--- WORKING DATA ---

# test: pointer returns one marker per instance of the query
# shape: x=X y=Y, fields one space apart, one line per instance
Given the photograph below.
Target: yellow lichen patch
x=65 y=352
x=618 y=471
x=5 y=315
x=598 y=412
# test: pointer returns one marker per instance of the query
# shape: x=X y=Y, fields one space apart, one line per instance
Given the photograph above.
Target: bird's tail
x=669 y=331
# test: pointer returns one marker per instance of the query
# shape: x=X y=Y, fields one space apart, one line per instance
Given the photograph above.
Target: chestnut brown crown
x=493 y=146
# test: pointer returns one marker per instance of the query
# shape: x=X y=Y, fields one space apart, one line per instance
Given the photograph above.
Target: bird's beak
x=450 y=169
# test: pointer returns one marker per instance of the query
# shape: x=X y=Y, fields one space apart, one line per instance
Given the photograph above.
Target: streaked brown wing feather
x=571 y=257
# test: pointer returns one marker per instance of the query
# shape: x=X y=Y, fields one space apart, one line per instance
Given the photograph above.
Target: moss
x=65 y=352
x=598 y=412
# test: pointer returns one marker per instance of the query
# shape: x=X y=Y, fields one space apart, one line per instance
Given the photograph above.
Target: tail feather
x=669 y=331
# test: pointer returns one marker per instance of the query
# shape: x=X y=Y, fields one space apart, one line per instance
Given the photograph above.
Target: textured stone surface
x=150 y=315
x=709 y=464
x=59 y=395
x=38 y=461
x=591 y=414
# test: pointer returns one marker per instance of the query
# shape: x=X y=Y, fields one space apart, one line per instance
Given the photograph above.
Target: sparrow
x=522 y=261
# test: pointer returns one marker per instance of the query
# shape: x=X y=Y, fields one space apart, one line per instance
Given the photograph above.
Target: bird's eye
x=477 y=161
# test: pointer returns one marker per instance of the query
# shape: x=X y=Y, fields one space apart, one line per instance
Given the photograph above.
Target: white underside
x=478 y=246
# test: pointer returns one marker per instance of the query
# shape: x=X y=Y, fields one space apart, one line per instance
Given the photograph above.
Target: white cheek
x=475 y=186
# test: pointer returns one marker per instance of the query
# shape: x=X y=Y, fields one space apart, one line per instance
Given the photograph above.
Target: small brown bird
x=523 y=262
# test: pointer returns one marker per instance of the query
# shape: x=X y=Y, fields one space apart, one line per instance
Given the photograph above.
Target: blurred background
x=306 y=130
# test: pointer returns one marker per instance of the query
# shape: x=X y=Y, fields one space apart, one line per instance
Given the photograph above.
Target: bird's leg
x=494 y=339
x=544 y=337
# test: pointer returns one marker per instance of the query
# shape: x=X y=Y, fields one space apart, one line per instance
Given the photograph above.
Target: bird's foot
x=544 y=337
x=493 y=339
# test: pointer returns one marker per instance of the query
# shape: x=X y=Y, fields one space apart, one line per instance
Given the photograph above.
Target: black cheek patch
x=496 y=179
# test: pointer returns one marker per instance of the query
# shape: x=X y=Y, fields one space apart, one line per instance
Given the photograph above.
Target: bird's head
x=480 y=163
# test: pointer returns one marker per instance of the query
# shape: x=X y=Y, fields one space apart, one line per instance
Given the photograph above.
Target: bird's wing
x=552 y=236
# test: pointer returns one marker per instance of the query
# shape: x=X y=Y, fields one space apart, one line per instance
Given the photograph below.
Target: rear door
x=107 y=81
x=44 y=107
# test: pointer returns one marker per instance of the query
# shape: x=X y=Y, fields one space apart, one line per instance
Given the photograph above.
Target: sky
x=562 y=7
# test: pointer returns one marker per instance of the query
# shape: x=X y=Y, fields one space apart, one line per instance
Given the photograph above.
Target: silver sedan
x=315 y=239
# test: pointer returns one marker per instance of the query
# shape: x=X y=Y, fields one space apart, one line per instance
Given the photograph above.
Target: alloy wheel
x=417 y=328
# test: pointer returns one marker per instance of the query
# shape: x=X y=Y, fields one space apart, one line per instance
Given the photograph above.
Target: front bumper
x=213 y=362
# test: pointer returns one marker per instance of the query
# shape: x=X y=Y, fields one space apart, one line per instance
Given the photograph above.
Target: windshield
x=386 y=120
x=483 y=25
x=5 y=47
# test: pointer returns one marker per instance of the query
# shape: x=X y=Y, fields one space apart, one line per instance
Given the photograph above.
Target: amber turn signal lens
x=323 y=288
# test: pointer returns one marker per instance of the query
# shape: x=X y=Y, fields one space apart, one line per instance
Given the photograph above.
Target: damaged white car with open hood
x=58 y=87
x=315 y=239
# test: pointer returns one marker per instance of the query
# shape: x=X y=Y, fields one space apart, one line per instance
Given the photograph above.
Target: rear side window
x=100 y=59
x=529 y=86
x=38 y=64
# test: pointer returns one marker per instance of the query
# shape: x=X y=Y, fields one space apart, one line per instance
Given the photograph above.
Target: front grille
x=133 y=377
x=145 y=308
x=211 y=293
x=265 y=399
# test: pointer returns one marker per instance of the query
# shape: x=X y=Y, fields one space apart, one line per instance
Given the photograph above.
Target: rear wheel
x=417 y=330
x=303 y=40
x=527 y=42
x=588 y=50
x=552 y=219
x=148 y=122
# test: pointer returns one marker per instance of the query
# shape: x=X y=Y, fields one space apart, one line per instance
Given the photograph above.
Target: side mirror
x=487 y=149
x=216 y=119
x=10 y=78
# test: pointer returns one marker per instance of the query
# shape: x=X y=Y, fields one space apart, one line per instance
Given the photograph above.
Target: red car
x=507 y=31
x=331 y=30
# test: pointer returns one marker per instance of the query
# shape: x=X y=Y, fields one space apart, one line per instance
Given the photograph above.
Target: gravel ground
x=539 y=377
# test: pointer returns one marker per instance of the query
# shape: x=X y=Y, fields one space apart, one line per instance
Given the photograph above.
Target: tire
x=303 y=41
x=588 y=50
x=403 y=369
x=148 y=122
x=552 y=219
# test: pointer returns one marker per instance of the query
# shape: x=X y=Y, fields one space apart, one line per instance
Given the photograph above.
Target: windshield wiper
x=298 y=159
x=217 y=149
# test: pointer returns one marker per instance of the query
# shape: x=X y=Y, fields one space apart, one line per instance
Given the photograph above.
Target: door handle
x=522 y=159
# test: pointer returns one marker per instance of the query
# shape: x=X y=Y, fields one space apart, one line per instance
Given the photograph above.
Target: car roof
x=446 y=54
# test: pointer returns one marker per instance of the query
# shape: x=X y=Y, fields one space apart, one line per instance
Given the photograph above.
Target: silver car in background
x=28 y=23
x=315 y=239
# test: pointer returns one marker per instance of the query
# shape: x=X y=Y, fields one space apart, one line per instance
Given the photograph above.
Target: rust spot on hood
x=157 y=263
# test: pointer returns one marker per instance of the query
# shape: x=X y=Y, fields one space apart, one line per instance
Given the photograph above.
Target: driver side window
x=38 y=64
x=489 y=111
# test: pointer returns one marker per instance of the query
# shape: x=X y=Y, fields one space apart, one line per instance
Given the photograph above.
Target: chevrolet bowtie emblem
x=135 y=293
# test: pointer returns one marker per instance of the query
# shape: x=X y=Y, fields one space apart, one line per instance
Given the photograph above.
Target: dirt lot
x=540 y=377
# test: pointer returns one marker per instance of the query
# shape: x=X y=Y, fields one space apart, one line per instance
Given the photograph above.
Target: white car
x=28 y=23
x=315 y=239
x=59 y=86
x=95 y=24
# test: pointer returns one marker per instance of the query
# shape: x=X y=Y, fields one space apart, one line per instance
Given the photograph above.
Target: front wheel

---

= WORK TO DO =
Pick out every line of the items above that contains the word "silver", and copy each one.

= SOLUTION FOR THIS TASK =
Target: silver sedan
Target: silver car in background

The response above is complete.